To-do list:
A – Name each character from a TV show or play that the article on Jewish characters in Barney Miller and at the Tony Awards mentions by name.
B – Write the next part of the article on Jewish characters in Barney Miller and at the Tony Awards, picking up after its final sentence.

* start Article *

I recently bought the complete DVD box set of Barney Miller, never thinking that a TV sitcom set in the “Ford to City: Drop Dead” dark days of the late ’70s could actually make me nostalgic. Yet here we are. Enough said about that.
What’s pertinent here is the refreshing way Jews are depicted on the show, a workplace comedy about detectives in the West Village’s fictional 12th police precinct. You can’t help but be taken aback by the number and variety of Jews who make their way through the 1-2; and not just as victims of crimes but as criminals, too. How could I not be absolutely smitten by a 60-year-old bookie in a garish blue suit and matching fedora, alias “Nathan the Bagman”?
When the Bagman is picked up, he pleads innocent. He’s just one of dozens of Nathan Levines in the phone book, surely they’ve gotten the wrong guy, his pocket full of betting slips aside.
Rather than play Nathan the Bagman for cartoonish laughs (a Jewish criminal??), the punchline is his insistence on his deep ordinariness, he’s just one of many, a predicament I’m sure every David Cohen or Sarah Katz can relate to.
The disappearance of Nathan Levine (the one in the flashy blue suit) from American TV is felt keenly by this child of the ’80s, when so many obviously Jewish characters were either totally deracinated, cringingly Woody-esque, or for some reason, made to go disguised as Italian. Marginal Jews are just that—on the margins—and it’s all too easy to crop the family photos in a way that frames American Jews the way they’d like to see themselves rather than the way they were (or are).
Marginal, of course, is not a fixed position, and Sunday’s Tony Awards saw some beautiful bits of overdue correction. Indecent, the show about the Yiddish play God of Vengeance, won two Tonys, one for best direction by the brilliant Rebecca Taichman. Indecent is also a first for playwright Paula Vogel, a giant of the contemporary theater who already won a Pulitzer for drama almost 20 years ago but had to wait until 2017 for a Broadway production.
There’s also the matter of the play within the play. God of Vengeance is about a man, Yankel, who runs a brothel while desperately trying to keep his daughter out of the family business. And, as the publicity for Indecent has so prominently pointed out, the daughter, Rifkele, rather than be kept prisoner of Yankel’s bellicose holiness, allows herself to be seduced by one of his girls, Manke.
God of Vengeance played all over Europe between 1907 and its Broadway debut in 1923, where it opened, and then quickly shut down, followed by a trial for obscenity. Winning a Tony for Indecent is a delicious postscript on the ignominy of 1923.

* end Article *
* start Recorded information *

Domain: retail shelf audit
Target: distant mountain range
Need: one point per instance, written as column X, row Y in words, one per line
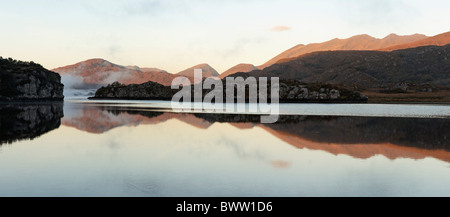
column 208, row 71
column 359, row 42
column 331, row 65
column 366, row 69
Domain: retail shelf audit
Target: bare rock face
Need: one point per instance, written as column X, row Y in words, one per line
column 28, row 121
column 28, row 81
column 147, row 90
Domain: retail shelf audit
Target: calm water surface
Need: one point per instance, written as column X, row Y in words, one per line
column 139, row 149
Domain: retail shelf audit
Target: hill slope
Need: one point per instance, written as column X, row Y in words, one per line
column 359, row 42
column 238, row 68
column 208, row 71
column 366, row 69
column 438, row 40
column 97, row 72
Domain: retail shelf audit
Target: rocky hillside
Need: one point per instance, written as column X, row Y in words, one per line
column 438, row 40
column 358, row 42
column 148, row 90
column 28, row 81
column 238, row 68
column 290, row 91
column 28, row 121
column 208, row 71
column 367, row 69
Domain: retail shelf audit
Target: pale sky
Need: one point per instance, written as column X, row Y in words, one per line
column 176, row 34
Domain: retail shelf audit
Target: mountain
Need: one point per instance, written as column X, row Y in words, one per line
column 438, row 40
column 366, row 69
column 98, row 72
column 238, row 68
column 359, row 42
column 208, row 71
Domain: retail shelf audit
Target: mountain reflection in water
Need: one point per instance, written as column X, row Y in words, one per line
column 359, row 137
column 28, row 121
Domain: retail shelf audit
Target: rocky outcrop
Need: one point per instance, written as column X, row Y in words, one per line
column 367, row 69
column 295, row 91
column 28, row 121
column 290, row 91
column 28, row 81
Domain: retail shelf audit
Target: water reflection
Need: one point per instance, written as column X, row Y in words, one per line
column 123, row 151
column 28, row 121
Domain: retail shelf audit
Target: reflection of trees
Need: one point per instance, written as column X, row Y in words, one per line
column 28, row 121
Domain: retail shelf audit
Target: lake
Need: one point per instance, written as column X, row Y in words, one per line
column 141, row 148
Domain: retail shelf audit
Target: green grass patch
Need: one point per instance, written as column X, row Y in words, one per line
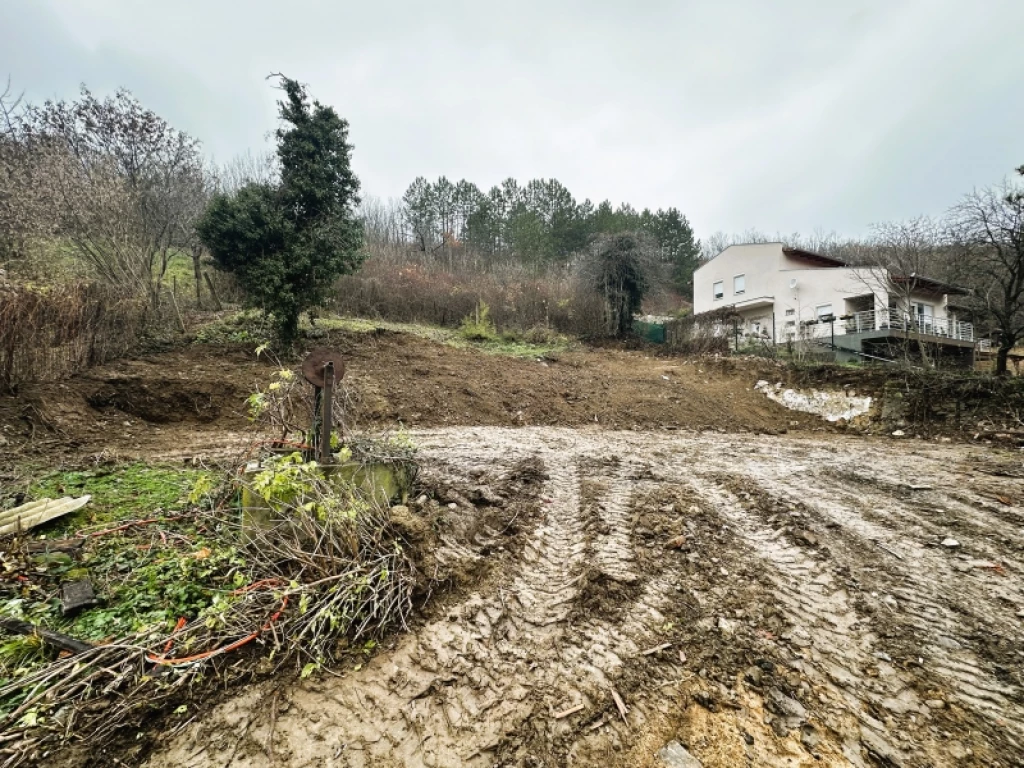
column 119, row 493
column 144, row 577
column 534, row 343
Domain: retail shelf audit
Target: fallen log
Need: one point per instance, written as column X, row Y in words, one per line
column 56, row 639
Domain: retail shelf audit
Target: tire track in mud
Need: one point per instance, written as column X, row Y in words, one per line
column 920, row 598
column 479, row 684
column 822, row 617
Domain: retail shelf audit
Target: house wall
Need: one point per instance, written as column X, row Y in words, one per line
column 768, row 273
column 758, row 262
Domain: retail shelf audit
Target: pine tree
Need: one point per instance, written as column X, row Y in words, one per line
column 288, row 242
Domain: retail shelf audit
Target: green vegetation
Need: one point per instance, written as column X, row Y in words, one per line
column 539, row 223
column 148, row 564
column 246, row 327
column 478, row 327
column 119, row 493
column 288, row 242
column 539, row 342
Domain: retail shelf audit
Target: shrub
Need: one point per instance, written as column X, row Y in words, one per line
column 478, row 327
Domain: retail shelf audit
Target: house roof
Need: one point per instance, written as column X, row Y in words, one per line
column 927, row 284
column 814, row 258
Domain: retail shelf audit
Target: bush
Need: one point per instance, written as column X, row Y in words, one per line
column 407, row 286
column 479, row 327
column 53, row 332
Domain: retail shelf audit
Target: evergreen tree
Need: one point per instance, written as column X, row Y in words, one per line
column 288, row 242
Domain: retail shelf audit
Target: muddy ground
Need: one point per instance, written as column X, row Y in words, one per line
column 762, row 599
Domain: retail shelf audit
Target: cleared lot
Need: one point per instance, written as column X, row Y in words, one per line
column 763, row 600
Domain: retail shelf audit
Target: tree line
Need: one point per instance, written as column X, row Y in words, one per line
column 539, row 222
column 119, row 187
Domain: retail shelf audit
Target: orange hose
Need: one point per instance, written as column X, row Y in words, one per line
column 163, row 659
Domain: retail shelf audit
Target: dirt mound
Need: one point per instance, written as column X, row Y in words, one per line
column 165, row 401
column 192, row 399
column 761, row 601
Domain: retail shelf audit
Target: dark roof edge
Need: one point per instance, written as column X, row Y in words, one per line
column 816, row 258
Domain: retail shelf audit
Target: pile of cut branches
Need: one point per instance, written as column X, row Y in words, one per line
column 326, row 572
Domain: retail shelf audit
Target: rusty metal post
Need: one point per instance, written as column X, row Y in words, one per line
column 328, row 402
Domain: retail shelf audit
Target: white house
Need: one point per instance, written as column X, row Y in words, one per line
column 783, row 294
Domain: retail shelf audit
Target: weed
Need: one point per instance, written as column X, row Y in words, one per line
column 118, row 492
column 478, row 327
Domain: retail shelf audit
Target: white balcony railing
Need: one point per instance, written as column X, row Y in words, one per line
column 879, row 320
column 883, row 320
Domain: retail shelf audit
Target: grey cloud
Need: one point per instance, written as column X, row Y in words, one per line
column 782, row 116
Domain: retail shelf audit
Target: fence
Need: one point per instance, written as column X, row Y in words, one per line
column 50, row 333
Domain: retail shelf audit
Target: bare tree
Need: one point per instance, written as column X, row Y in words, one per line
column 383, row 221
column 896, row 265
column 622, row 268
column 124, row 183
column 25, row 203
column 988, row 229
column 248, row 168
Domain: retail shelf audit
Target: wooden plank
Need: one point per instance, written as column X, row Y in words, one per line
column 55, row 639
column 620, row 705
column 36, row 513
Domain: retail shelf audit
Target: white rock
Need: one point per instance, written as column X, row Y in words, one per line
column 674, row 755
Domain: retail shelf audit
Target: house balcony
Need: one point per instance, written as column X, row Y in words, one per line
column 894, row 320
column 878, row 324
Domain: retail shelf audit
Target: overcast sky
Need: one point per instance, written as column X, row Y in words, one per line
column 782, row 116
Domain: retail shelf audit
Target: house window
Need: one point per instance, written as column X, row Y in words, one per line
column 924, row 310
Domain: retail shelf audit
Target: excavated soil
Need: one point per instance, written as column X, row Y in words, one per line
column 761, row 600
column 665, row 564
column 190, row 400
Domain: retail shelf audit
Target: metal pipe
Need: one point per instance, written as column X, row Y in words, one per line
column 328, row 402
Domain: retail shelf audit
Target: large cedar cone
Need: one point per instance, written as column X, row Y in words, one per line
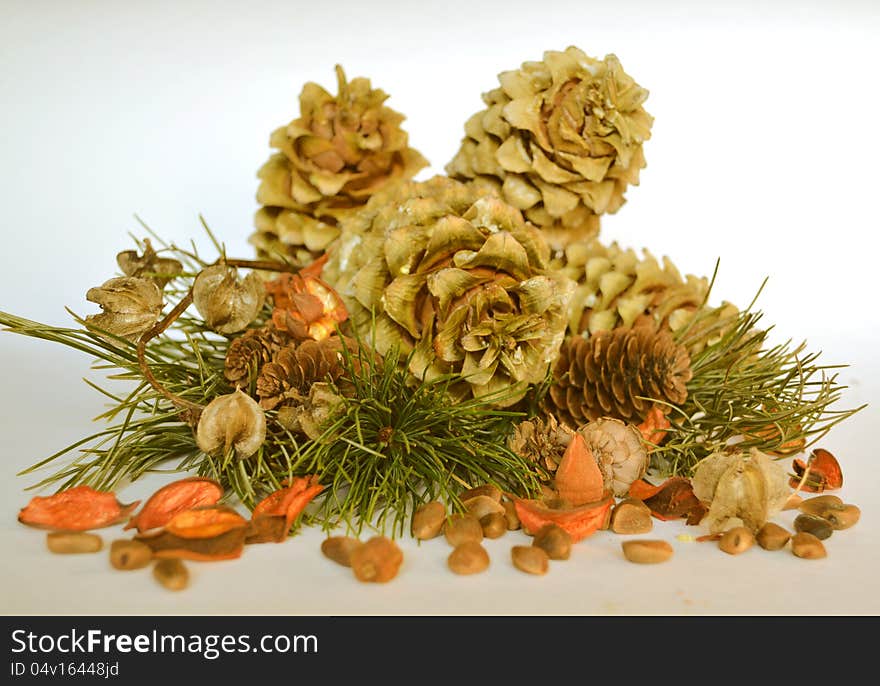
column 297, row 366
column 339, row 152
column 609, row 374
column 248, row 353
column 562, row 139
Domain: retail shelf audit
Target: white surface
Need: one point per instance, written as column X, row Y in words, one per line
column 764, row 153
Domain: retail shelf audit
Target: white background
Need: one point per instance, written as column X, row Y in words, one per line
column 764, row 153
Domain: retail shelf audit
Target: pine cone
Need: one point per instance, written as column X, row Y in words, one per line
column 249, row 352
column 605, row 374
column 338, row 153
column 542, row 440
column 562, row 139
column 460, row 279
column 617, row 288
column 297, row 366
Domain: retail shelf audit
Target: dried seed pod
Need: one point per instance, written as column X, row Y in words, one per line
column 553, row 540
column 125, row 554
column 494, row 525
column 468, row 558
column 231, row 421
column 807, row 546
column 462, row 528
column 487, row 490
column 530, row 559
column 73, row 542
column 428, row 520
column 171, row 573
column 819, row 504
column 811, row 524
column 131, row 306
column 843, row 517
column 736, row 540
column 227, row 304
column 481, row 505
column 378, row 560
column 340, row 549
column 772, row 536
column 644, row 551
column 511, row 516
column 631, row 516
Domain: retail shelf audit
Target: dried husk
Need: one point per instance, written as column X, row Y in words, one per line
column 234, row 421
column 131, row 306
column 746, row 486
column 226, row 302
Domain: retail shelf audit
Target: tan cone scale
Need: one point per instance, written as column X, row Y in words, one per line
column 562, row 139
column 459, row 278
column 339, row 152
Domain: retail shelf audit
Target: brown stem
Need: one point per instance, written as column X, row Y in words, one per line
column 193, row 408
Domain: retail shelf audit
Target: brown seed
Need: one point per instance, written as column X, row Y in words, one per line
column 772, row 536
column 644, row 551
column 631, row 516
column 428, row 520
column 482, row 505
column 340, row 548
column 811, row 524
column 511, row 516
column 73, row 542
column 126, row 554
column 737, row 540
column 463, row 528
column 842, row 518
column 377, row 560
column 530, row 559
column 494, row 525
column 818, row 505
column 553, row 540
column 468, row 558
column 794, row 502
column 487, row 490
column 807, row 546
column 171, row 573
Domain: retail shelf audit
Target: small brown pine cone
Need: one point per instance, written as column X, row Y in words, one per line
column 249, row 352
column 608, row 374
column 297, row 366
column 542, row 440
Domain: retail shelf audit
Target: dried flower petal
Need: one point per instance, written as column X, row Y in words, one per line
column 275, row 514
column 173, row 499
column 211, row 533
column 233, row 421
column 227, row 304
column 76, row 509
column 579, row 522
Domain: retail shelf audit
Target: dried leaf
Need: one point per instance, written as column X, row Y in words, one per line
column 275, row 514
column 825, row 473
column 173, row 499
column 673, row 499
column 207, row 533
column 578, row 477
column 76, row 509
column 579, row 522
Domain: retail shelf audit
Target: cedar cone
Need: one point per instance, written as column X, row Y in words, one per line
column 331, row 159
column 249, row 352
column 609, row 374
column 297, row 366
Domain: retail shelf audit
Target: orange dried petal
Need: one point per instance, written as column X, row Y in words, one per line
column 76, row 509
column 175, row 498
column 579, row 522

* end Recorded information *

The replies:
A – Nathan Levine ("Nathan the Bagman"), Yankel, Rifkele, Manke

B –
Indecent has made much of the fact that God of Vengeance was the first kiss between two women on Broadway. And that’s true. But by the time God of Vengeance made its way to Broadway, audiences were hard to shock. Indeed,“[t]here were so many plays about prostitution on Broadway in the early 20th century that critics complained about the number.”
God of Vengeance probably would’ve been just another of these “brothel dramas” but for a prominent Upper East Side rabbi railing against the very indecency of such a play. He might’ve even called it a shande far di goyim (dirty laundry not to be aired in front of non-Jews) if it were permitted of high Reform rabbis to utter a Yiddish word.
The framing of God of Vengeance by Indecent raises some interesting questions. In The Wall Street Journal, critic Ed Rothstein dinged Vogel and Taichman for creating a God of Vengeance that never existed, one that is far more feminist, queer, and liberated than the play Sholem Asch actually wrote. And he has a point. Having now seen God of Vengeance in two separate Yiddish-language productions this year, I’m here with the least popular take of all: Indecent is funny, sad, deeply entertaining and original. God of Vengeance, on the other hand, is not. What’s worse, its female characters are two-dimensional, their love a mere plot point meant to bring down our tragic hero to his inevitable downfall.
Rather than seeing Vengeance as a play about two women fighting to be free, I saw it as a mystical reaction to the vulgar inevitability of modern life. Yankl Tchaptchovitch lives in an apartment over his brothel, keeping his virginal daughter caged upstairs, going so far as to install a Torah scroll near her to keep her pure. His home is a Hasidic gartel (ritual belt) writ large—a physical separation of the upper holiness and lower profane. The tragedy, of course, is that such separation is impossible in the modern world where money, not God, is at the center of Jewish life. The good thing is that tragedy, and history, are perfect materials for great art.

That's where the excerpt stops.